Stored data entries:
******
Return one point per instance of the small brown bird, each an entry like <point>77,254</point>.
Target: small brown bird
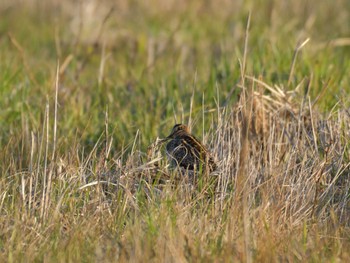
<point>185,151</point>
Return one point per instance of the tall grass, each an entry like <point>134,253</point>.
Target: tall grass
<point>87,87</point>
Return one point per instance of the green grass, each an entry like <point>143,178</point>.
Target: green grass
<point>125,74</point>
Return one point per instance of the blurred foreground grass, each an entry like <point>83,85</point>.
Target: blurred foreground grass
<point>127,70</point>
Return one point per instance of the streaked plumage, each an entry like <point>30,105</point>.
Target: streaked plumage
<point>185,151</point>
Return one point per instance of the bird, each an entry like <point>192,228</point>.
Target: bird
<point>186,151</point>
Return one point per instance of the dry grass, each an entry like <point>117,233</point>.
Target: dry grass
<point>74,186</point>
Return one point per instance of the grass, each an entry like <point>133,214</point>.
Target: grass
<point>77,180</point>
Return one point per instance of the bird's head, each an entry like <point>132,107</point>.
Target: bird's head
<point>178,130</point>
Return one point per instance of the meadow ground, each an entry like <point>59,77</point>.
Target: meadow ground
<point>87,86</point>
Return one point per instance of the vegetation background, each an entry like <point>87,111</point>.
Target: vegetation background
<point>87,86</point>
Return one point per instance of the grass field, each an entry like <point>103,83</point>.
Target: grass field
<point>87,86</point>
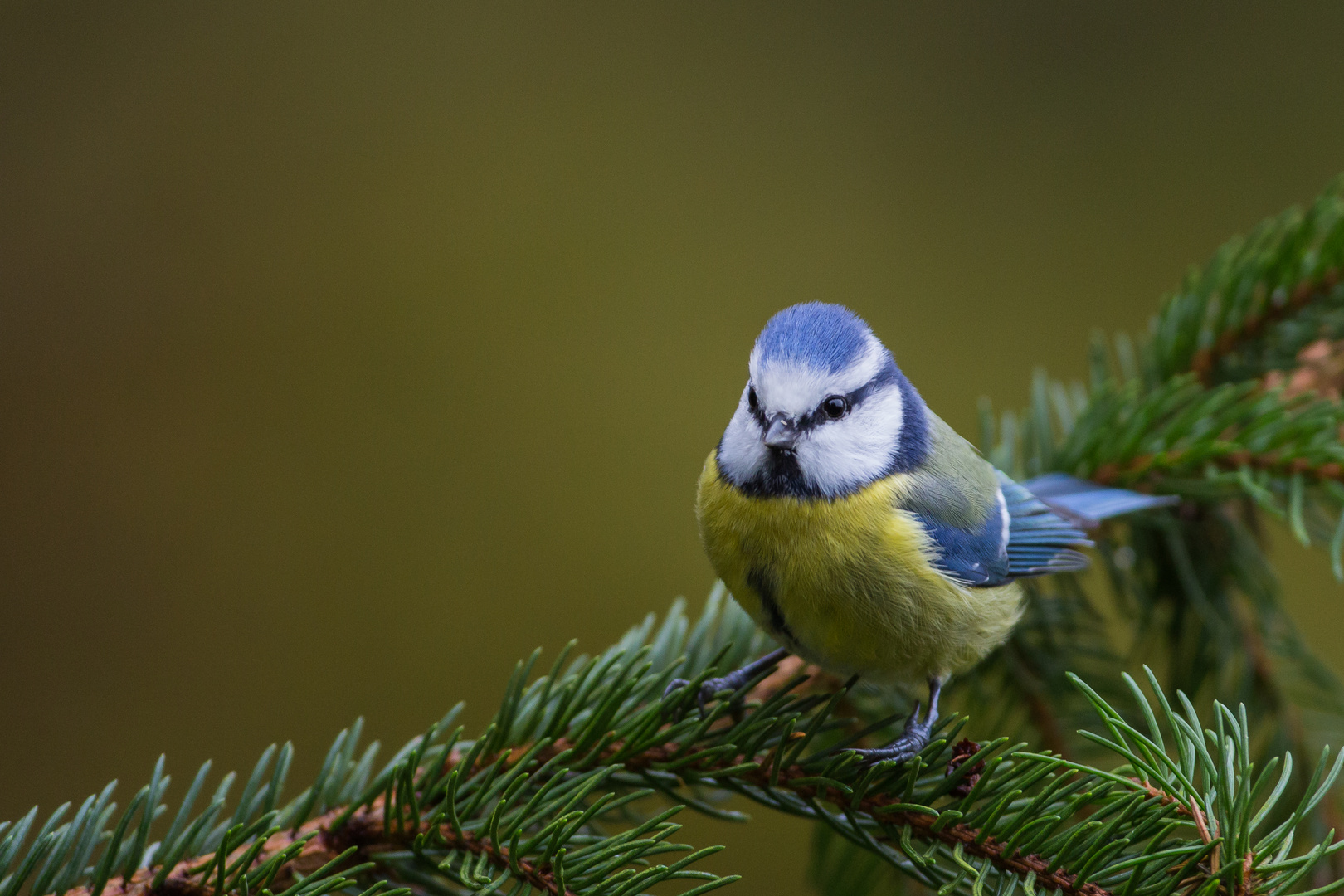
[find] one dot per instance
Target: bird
(862, 533)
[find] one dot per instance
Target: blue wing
(1089, 503)
(1040, 540)
(1046, 520)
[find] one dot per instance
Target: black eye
(835, 407)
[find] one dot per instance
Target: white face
(834, 455)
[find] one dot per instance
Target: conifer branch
(554, 798)
(1230, 403)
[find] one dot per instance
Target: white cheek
(743, 455)
(852, 451)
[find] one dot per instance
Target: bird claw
(710, 688)
(910, 743)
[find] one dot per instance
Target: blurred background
(348, 353)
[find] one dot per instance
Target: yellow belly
(849, 583)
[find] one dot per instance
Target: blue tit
(860, 531)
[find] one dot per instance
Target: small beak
(782, 433)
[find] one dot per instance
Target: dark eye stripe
(855, 398)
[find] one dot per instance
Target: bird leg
(732, 681)
(916, 735)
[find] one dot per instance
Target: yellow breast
(850, 582)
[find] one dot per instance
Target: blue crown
(821, 336)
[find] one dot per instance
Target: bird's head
(825, 409)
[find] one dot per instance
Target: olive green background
(348, 353)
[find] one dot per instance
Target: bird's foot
(916, 735)
(711, 688)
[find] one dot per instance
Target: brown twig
(1205, 360)
(366, 830)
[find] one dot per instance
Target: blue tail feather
(1089, 503)
(1047, 516)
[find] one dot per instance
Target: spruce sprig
(555, 796)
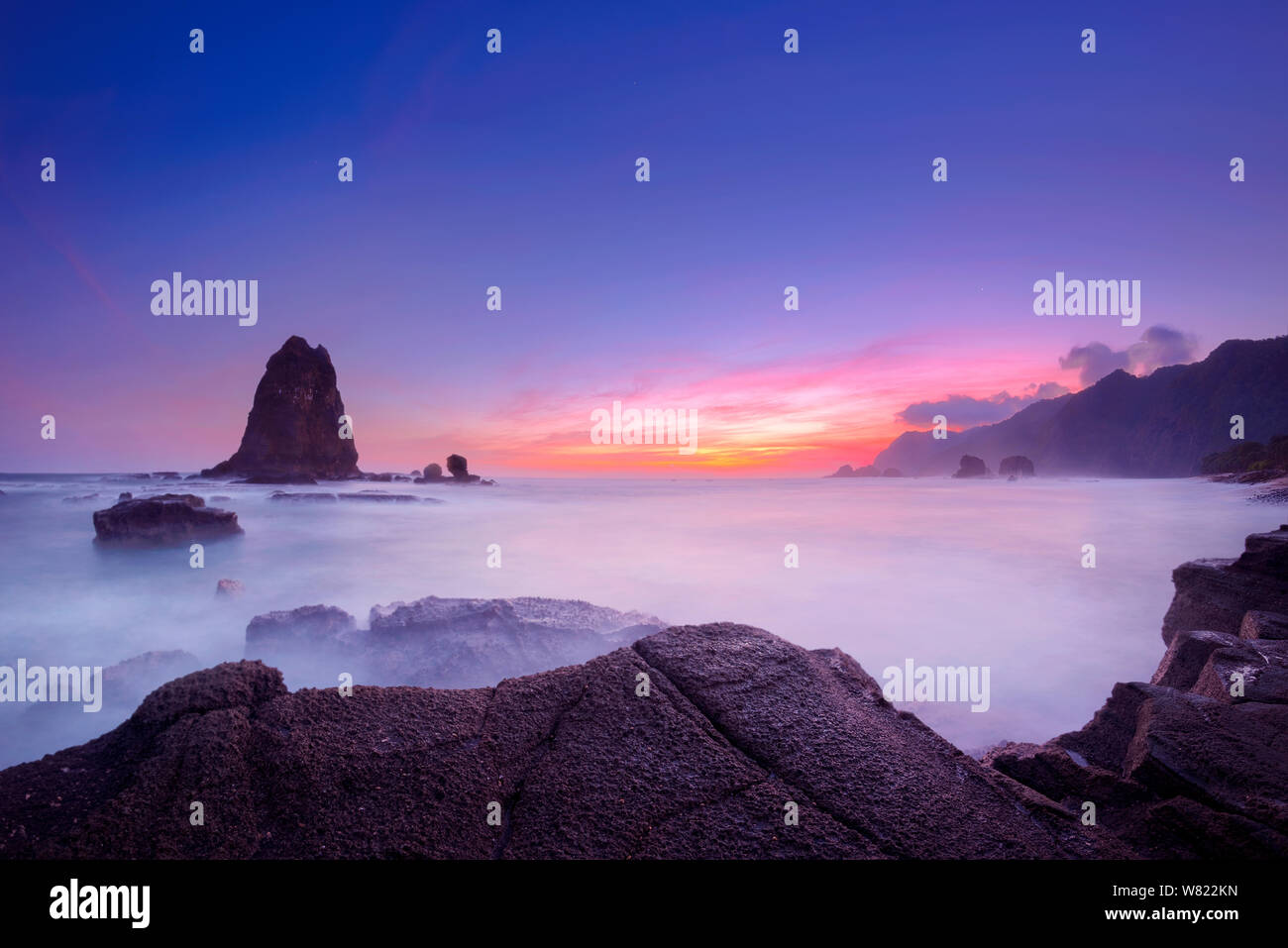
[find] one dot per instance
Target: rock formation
(1192, 764)
(971, 468)
(441, 643)
(1016, 467)
(292, 432)
(692, 742)
(162, 520)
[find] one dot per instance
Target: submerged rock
(162, 520)
(971, 467)
(459, 473)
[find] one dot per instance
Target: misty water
(936, 571)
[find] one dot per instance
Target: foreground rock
(292, 432)
(737, 725)
(1216, 594)
(441, 643)
(162, 520)
(1192, 764)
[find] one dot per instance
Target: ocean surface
(935, 571)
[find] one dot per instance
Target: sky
(519, 170)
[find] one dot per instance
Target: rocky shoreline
(716, 741)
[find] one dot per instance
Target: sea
(926, 571)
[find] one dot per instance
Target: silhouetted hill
(1158, 425)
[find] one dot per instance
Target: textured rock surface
(1216, 594)
(294, 425)
(1196, 763)
(1017, 466)
(735, 725)
(162, 520)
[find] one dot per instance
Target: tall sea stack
(292, 430)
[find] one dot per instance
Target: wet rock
(1193, 764)
(1016, 466)
(162, 520)
(971, 467)
(1215, 594)
(737, 725)
(1263, 625)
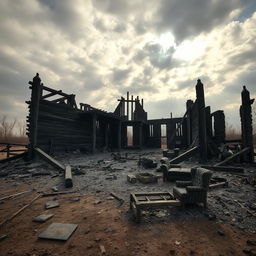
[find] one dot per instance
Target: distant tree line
(12, 130)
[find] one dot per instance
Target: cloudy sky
(156, 49)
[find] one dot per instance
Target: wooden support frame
(166, 199)
(203, 149)
(184, 155)
(229, 159)
(230, 169)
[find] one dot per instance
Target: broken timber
(55, 163)
(15, 195)
(184, 155)
(19, 211)
(22, 155)
(224, 168)
(68, 177)
(241, 152)
(49, 159)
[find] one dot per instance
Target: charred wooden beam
(49, 159)
(51, 94)
(183, 156)
(231, 158)
(68, 177)
(201, 120)
(224, 168)
(36, 95)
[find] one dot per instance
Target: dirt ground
(102, 221)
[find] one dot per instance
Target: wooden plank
(13, 157)
(241, 152)
(183, 156)
(217, 185)
(224, 168)
(159, 203)
(49, 159)
(15, 195)
(68, 177)
(19, 211)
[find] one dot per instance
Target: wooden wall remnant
(219, 127)
(246, 124)
(201, 120)
(58, 125)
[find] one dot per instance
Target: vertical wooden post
(94, 132)
(132, 109)
(140, 135)
(106, 135)
(127, 106)
(201, 120)
(36, 95)
(246, 123)
(189, 105)
(119, 135)
(8, 150)
(208, 121)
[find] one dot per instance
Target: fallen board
(231, 169)
(43, 217)
(58, 231)
(184, 155)
(52, 204)
(49, 159)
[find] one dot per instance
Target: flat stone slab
(52, 204)
(43, 217)
(58, 231)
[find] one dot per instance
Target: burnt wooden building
(56, 123)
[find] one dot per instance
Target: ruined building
(58, 124)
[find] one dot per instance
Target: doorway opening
(130, 136)
(163, 136)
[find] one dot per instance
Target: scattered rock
(87, 231)
(97, 202)
(102, 250)
(2, 237)
(55, 189)
(221, 233)
(247, 250)
(172, 252)
(251, 242)
(52, 204)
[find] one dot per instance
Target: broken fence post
(68, 177)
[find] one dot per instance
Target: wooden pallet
(148, 200)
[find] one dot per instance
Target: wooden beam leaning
(36, 95)
(201, 120)
(183, 156)
(49, 159)
(55, 163)
(231, 169)
(229, 159)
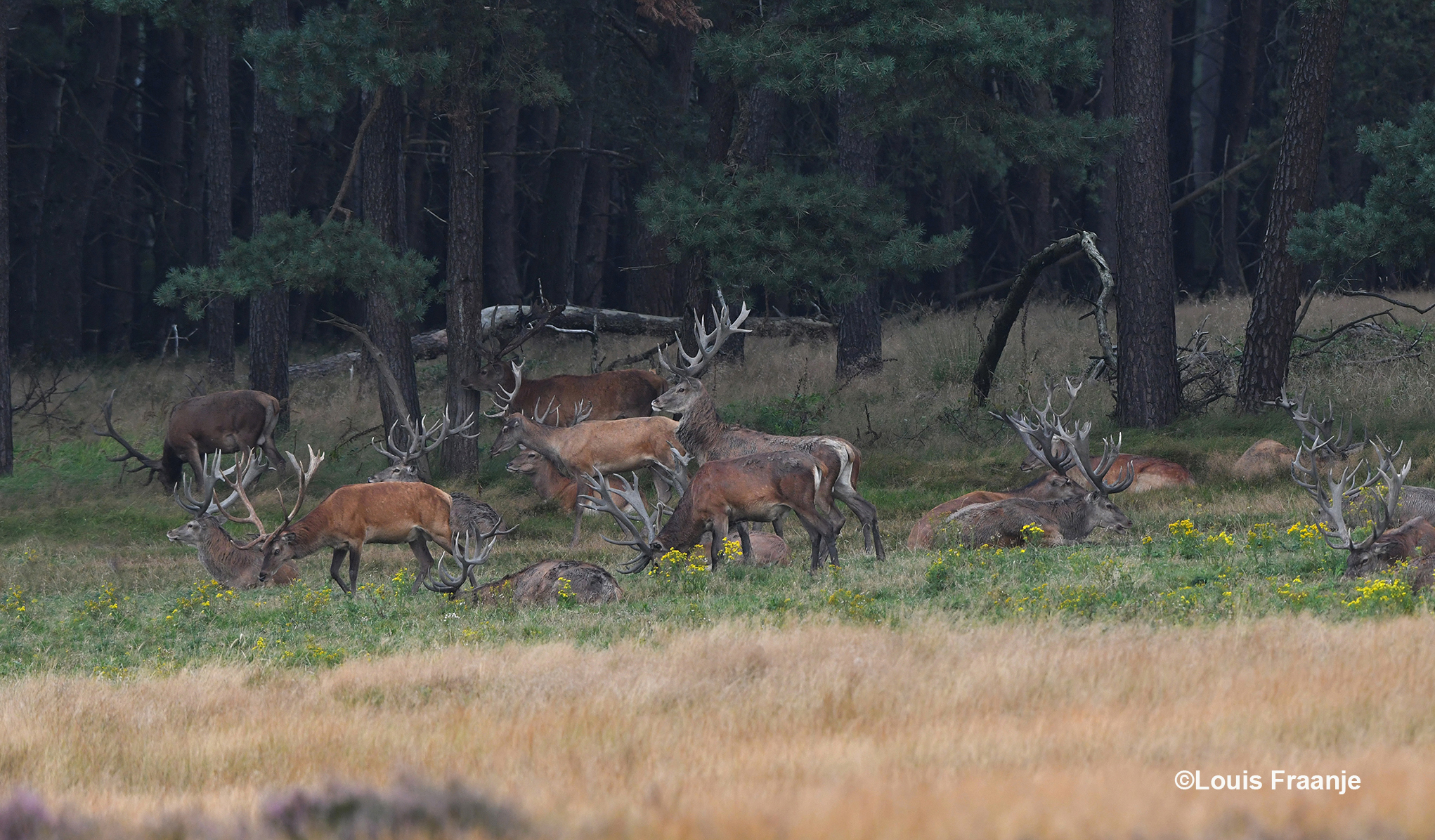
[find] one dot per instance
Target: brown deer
(1044, 487)
(224, 422)
(593, 446)
(545, 582)
(706, 438)
(224, 558)
(754, 487)
(355, 515)
(1385, 546)
(418, 442)
(1063, 520)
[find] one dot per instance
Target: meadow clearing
(1049, 693)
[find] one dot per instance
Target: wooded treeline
(830, 159)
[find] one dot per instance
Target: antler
(504, 399)
(708, 343)
(643, 542)
(468, 561)
(1342, 491)
(1078, 445)
(1042, 438)
(422, 440)
(1327, 435)
(145, 462)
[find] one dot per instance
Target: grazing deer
(593, 446)
(1385, 546)
(224, 558)
(706, 438)
(754, 487)
(544, 582)
(1148, 472)
(355, 515)
(1063, 520)
(403, 459)
(224, 422)
(1046, 486)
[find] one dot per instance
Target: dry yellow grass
(1022, 730)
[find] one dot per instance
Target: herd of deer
(578, 433)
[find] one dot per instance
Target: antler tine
(306, 475)
(145, 462)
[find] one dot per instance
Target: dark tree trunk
(593, 234)
(270, 194)
(1181, 143)
(1233, 126)
(384, 208)
(71, 192)
(501, 214)
(219, 194)
(1145, 306)
(465, 273)
(1273, 307)
(29, 181)
(860, 322)
(11, 15)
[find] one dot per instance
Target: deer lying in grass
(706, 438)
(1044, 487)
(418, 442)
(224, 422)
(1385, 546)
(596, 446)
(755, 487)
(1071, 519)
(224, 558)
(544, 582)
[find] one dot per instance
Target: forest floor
(1049, 693)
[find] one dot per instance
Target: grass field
(1049, 693)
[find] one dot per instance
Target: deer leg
(421, 551)
(746, 544)
(335, 565)
(577, 525)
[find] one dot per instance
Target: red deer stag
(706, 438)
(355, 515)
(1385, 546)
(224, 558)
(1148, 472)
(224, 422)
(611, 395)
(1063, 520)
(754, 487)
(593, 446)
(1042, 489)
(418, 442)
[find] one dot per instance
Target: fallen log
(435, 343)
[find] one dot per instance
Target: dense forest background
(405, 162)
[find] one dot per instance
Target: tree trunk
(11, 15)
(501, 214)
(1180, 151)
(219, 192)
(860, 322)
(1145, 306)
(268, 311)
(72, 187)
(1233, 126)
(1272, 323)
(465, 273)
(384, 205)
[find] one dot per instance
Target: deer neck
(701, 426)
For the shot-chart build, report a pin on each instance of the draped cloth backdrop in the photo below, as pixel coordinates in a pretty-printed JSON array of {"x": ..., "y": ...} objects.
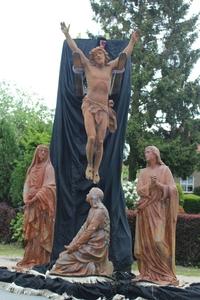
[{"x": 69, "y": 160}]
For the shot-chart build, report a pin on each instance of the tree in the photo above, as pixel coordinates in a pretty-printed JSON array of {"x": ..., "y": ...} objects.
[
  {"x": 24, "y": 123},
  {"x": 164, "y": 101}
]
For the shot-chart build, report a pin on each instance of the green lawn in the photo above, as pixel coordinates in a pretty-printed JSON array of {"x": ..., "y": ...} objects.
[{"x": 12, "y": 250}]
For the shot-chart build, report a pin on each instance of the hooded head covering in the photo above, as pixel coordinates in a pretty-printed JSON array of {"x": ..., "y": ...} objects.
[{"x": 156, "y": 151}]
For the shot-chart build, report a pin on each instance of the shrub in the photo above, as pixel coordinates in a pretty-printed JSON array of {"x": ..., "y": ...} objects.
[
  {"x": 197, "y": 190},
  {"x": 130, "y": 193},
  {"x": 16, "y": 227},
  {"x": 191, "y": 203},
  {"x": 180, "y": 194},
  {"x": 7, "y": 213},
  {"x": 187, "y": 238}
]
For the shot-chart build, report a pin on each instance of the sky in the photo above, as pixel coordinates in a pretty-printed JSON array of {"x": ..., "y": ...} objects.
******
What is being asked:
Write out exactly the opening lines of the data, stopping after the line that holds "Return one point per instance of the tall". Exclude pictures.

Response to the exercise:
Return one point per instance of the small brown bird, each an entry like <point>77,254</point>.
Target: small brown bird
<point>185,151</point>
Return one point per instance of the tall grass, each an entry like <point>134,253</point>.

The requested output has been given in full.